[What this exercise asks]
- a) Decide whether each statement agrees with the Senate elections text. For each, answer yes or no and quote the exact words from the text that settle it.
(i) Sean Haugh won 1.5 percent of the vote in North Carolina's 2002 U.S. Senate race.
(ii) Robert Emory set the current North Carolina record for a non-major party Senate candidate in 2008.
(iii) Delaware, Iowa, and Illinois are the only states whose delegations have been divided more than half the time.
- b) Extend the Senate elections text, picking up right after its final sentence.

[Extracted text]
%%

Strange Bedfellows: A Historical Review of Divided US Senate Delegations

Over the last century, states have been twice as likely to be represented by a single political party in the U.S. Senate than have a split delegation; only Delaware, Iowa, and Illinois have been divided more than half the time.

Political Crumbs

Haugh to Reach New Heights

The North Carolina U.S. Senate race between Democratic incumbent Kay Hagan and Republican Thom Tillis may go down to the wire next Tuesday, but along the way Libertarian nominee Sean Haugh is poised to set a state record for a non-major party candidate. Haugh, who previously won 1.5 percent of the vote in the Tar Heel State's 2002 race, has polled at or above five percent in 10 of the last 12 polls that included his name. The current high water mark for a third party or independent candidate in a North Carolina U.S. Senate election is just 3.3 percent, recorded by Libertarian Robert Emory back in 1992. Only one other candidate has eclipsed the three percent mark - Libertarian Christopher Cole with 3.1 percent in 2008.

%%

[Excerpted records]

%%

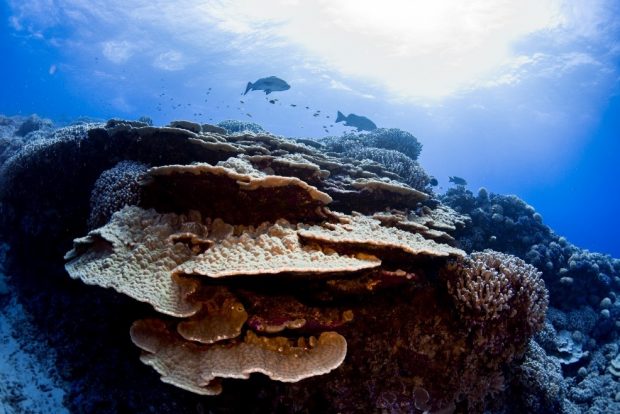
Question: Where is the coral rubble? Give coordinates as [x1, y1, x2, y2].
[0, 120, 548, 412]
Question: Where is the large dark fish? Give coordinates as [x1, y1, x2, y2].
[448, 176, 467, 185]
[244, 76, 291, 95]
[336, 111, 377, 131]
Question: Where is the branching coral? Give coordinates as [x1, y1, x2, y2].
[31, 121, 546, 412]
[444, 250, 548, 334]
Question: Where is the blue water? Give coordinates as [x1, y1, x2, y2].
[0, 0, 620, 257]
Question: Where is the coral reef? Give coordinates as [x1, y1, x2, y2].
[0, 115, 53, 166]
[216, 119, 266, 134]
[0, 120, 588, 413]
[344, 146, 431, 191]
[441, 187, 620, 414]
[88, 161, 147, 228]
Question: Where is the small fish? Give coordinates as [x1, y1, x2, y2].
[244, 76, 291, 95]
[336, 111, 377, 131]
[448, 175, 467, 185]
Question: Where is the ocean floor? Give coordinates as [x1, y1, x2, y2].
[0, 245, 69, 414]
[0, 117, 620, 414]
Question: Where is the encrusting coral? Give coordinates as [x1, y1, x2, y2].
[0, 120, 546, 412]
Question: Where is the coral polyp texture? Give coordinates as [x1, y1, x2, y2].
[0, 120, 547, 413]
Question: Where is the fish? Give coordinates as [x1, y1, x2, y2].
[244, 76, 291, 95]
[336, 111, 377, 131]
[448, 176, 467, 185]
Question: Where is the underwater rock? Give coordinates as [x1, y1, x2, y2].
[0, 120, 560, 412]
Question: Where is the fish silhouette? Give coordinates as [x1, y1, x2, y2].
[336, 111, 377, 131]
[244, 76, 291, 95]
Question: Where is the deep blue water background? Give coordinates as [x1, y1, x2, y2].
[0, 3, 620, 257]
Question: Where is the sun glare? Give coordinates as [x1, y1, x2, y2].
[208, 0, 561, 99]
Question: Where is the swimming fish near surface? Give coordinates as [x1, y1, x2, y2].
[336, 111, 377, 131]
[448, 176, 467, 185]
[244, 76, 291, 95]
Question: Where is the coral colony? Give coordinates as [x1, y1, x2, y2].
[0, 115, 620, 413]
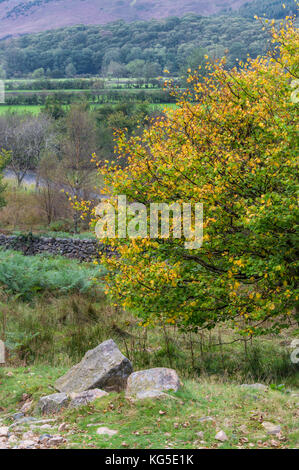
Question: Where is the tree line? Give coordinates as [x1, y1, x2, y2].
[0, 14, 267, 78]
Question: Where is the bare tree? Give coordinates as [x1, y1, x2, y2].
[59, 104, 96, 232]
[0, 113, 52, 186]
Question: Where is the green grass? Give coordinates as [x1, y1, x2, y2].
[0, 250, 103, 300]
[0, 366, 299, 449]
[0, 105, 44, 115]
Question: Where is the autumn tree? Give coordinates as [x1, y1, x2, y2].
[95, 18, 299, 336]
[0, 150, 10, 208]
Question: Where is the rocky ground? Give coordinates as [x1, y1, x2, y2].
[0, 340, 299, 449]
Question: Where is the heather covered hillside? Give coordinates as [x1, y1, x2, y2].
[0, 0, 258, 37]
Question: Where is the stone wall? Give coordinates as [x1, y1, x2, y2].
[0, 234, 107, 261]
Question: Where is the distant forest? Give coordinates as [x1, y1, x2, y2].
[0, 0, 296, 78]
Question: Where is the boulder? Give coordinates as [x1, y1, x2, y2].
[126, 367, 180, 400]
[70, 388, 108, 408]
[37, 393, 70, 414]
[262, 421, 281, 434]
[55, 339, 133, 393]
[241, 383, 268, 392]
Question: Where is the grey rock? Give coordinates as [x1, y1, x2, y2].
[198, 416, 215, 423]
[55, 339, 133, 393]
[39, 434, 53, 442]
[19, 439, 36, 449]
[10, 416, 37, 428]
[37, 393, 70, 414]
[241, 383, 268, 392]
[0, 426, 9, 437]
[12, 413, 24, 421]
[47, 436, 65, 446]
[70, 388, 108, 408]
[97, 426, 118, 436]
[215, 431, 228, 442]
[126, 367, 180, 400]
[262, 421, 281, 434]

%%

[Responses by task]
- a)
(i) Yes: "Haugh, who previously won 1.5 percent of the vote in the Tar Heel State's 2002 race"
(ii) No: "recorded by Libertarian Robert Emory back in 1992"
(iii) Yes: "only Delaware, Iowa, and Illinois have been divided more than half the time"

- b)
Gubernatorial Highs and Lows

Two sitting governors currently hold the record for the highest gubernatorial vote ever received in their respective states by a non-incumbent: Republican Matt Mead of Wyoming (65.7 percent in 2010) and outgoing GOPer Dave Heineman of Nebraska (73.4 percent in 2006). Republican Gary Herbert of Utah had not previously won a gubernatorial contest when he notched a state record 64.1 percent for his first victory in 2010, but was an incumbent at the time after ascending to the position in 2009 after the early departure of Jon Huntsman. Meanwhile, two sitting governors hold the record in their states for the lowest mark ever recorded by a winning gubernatorial candidate (incumbent or otherwise): independent-turned-Democrat Lincoln Chafee of Rhode Island (36.1 percent in 2010) and Democrat Terry McAuliffe of Virginia (47.8 percent in 2013).